### Exercise aim
Update the records below from the line containing "Q: Place a marker on the short black" through the end. Replace every "Place a marker" with "Put a marker" and leave everything else unchanged.

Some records
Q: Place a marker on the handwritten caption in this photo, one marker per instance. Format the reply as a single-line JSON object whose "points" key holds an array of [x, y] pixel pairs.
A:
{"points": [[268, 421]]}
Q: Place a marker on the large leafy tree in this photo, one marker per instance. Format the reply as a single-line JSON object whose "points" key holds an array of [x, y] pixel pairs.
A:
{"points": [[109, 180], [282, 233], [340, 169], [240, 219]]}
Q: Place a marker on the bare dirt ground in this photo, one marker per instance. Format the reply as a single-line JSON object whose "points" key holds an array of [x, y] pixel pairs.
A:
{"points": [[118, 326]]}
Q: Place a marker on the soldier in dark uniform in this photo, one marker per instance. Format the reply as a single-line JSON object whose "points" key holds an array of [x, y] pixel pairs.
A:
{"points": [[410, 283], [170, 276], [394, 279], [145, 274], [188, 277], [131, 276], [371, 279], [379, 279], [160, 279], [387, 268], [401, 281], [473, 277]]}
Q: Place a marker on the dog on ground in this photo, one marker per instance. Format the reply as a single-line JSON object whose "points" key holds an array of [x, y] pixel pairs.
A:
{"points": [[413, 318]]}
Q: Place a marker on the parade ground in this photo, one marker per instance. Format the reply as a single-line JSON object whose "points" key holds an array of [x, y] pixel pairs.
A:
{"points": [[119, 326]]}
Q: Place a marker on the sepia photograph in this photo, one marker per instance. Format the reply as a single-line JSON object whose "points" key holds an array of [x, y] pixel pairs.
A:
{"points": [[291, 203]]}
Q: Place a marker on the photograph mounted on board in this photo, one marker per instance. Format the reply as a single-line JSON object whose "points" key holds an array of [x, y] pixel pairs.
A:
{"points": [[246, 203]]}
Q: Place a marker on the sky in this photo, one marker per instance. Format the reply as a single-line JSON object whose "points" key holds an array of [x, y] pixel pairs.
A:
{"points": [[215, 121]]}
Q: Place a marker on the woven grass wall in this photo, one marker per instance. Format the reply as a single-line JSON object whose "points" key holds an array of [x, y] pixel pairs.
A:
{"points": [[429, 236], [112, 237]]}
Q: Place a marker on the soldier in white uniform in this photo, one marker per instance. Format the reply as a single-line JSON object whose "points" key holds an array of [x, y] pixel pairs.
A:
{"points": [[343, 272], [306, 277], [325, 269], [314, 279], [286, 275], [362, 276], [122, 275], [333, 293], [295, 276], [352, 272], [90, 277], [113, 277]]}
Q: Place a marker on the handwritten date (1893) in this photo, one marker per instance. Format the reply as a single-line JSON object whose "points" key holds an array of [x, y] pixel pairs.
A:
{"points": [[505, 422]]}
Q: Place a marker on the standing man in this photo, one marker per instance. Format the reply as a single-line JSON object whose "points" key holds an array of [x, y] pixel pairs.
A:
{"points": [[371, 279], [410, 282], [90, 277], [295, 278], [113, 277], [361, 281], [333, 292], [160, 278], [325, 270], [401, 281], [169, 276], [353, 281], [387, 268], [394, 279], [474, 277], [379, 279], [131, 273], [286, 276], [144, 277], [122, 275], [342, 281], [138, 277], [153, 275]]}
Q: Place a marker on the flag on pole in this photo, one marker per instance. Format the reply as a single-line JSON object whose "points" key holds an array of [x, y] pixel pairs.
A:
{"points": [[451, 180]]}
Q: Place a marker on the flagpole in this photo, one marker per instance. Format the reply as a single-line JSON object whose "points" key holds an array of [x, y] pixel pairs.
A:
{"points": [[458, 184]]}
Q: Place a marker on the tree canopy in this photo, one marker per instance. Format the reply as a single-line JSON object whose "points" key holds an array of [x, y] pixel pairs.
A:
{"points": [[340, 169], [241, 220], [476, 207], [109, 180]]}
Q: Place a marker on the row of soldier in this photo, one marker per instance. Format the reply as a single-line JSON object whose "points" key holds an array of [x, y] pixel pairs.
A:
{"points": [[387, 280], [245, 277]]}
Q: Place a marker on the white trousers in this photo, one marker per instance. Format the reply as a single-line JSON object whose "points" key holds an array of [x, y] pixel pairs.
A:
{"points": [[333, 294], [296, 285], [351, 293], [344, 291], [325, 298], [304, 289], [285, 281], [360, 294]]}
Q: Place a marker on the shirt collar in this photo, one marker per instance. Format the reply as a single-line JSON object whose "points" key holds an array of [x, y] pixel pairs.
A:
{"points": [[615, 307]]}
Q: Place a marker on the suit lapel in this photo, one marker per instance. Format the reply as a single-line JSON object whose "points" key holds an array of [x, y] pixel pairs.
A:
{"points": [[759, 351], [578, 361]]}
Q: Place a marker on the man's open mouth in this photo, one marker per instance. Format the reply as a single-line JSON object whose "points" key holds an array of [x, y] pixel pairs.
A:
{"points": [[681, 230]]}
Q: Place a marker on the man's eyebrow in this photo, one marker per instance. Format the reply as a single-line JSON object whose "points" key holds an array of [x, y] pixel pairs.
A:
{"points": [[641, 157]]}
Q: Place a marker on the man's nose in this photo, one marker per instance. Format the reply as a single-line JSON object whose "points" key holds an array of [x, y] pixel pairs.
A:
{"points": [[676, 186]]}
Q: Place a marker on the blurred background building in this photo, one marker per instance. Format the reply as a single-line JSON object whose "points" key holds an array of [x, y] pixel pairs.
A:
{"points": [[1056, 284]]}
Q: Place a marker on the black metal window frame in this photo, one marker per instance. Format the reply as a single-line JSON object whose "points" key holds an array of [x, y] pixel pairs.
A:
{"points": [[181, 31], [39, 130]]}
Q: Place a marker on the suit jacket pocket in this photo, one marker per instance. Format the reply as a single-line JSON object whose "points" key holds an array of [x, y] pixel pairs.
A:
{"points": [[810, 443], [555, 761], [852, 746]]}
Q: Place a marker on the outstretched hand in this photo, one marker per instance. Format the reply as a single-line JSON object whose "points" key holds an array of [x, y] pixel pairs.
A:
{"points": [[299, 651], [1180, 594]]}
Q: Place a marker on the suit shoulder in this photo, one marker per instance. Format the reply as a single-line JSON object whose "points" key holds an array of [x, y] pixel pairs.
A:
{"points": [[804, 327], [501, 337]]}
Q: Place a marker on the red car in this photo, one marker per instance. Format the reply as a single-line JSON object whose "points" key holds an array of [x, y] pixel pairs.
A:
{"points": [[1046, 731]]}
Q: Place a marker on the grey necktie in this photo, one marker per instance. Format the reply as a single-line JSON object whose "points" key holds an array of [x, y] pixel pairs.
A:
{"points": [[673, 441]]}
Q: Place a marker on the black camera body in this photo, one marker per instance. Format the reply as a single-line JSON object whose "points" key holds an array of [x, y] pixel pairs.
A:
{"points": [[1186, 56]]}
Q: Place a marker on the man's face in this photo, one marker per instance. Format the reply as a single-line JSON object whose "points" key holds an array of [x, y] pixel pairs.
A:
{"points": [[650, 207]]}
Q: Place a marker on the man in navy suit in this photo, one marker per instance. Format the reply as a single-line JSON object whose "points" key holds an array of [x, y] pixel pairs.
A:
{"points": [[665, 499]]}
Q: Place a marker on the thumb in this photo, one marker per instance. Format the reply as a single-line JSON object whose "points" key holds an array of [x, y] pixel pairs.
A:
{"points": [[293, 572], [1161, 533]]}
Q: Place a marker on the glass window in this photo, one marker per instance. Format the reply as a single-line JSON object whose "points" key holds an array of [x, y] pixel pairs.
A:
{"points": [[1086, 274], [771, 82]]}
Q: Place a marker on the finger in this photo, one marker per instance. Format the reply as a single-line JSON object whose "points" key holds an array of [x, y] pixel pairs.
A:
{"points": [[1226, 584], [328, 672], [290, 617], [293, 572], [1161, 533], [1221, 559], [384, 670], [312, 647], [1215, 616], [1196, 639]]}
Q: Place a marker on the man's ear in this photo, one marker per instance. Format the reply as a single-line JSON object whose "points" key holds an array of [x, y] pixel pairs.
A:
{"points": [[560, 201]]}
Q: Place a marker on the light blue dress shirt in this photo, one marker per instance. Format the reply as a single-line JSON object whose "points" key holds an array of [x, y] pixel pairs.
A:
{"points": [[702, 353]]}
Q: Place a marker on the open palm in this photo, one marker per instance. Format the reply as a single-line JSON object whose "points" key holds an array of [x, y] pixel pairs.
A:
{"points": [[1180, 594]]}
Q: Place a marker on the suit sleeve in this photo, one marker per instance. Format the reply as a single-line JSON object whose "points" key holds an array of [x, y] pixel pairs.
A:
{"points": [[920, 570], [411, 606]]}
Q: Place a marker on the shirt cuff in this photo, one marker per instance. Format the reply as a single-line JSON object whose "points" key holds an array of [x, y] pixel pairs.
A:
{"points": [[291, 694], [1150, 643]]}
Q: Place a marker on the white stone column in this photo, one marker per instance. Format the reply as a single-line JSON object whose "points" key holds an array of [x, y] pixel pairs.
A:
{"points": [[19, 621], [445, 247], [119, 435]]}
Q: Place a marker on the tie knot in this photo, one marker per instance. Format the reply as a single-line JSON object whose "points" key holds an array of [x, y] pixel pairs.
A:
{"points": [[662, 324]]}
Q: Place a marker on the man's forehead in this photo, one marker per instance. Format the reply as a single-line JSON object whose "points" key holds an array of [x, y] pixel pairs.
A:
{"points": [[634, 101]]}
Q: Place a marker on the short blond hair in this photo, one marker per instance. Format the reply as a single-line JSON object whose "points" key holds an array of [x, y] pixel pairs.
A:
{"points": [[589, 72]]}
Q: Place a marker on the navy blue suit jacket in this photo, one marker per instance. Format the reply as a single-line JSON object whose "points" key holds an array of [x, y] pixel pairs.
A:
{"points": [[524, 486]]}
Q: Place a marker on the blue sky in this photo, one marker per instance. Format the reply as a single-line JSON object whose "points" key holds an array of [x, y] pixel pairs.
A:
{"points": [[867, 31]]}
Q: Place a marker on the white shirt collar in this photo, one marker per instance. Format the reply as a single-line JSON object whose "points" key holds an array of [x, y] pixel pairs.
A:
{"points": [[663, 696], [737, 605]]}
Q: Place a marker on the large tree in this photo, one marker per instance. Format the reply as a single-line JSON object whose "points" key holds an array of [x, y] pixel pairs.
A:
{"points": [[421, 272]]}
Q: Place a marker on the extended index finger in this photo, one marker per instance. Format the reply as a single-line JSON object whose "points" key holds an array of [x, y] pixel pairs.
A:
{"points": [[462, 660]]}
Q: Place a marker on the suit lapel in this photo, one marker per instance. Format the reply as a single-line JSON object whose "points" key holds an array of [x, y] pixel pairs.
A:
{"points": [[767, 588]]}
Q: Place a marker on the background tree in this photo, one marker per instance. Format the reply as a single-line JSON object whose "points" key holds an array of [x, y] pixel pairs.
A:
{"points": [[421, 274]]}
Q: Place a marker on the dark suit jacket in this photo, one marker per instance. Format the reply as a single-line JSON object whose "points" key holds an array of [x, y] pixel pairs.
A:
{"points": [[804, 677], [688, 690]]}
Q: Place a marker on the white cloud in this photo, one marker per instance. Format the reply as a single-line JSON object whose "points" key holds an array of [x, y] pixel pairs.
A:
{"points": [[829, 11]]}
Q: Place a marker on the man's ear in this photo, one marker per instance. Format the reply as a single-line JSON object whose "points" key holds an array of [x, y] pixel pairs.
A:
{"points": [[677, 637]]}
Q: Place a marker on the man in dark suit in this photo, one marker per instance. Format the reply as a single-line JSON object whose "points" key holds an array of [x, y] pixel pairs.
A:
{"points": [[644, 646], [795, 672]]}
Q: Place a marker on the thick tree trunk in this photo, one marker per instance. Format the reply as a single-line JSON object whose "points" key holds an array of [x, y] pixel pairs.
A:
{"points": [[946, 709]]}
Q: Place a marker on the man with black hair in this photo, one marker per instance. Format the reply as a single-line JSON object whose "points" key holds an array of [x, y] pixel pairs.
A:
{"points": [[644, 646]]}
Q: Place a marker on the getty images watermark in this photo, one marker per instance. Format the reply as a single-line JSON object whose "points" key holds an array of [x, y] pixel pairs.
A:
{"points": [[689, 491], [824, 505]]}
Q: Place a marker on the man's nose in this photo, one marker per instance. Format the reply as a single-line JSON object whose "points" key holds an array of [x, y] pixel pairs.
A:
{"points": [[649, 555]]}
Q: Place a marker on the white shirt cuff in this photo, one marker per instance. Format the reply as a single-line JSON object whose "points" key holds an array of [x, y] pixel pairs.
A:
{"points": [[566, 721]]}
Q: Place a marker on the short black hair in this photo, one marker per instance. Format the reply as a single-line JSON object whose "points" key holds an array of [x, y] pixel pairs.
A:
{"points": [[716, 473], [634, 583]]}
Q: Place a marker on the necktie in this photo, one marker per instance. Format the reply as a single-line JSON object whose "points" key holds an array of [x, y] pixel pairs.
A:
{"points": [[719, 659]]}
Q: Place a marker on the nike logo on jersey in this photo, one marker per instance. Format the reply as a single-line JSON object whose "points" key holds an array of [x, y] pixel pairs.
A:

### Exercise result
Q: Put a marker on the short black hair in this photo, one marker per instance. Format the reply as a single-line JSON object whose "points" key holds an array of [x, y] pixel pairs.
A:
{"points": [[716, 473], [634, 583]]}
Q: Put a marker on the necktie in this photo, one marker per instance. Format the reply as a single-line JSON object whose "points" key holds an array of [x, y] pixel pairs.
A:
{"points": [[719, 659]]}
Q: Put a marker on the nike logo on jersey in this photo, one marker per instance. Format the reply as a single-line JSON object whose "points" key holds an array of [x, y] pixel pairs.
A:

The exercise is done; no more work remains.